## START

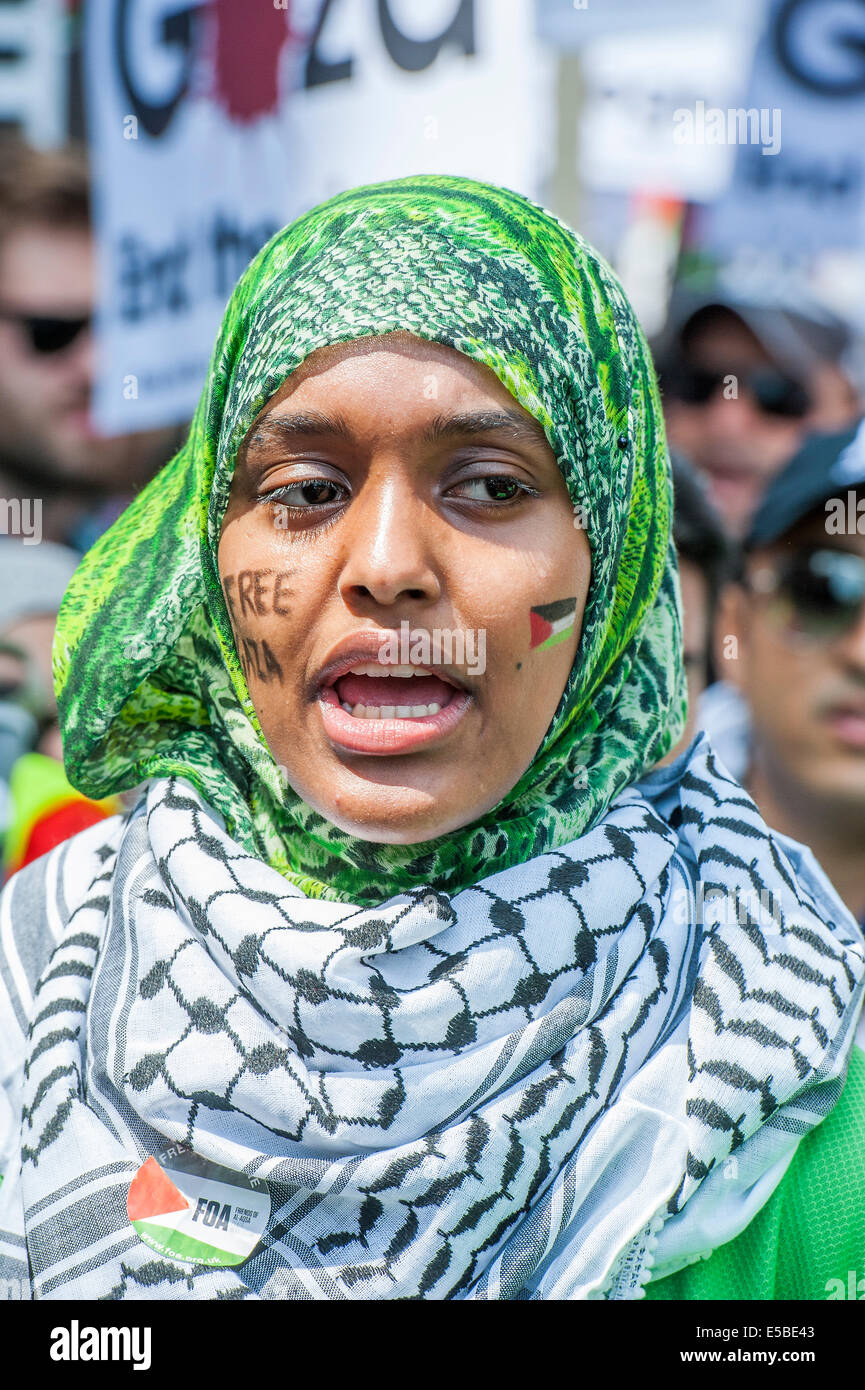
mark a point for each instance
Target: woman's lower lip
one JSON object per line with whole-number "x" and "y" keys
{"x": 385, "y": 737}
{"x": 849, "y": 727}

## END

Objective
Recast the lines above as a Markdown table with the columns "No." and "Line", numbering each row and skipping blank lines. Leave the pictures out.

Response to the task
| No. | Line |
|---|---|
| 1 | mark a point for each instance |
| 2 | Target: woman's lower lip |
| 3 | one JSON object per line with whole-number "x" and "y" keys |
| 4 | {"x": 385, "y": 737} |
| 5 | {"x": 849, "y": 727} |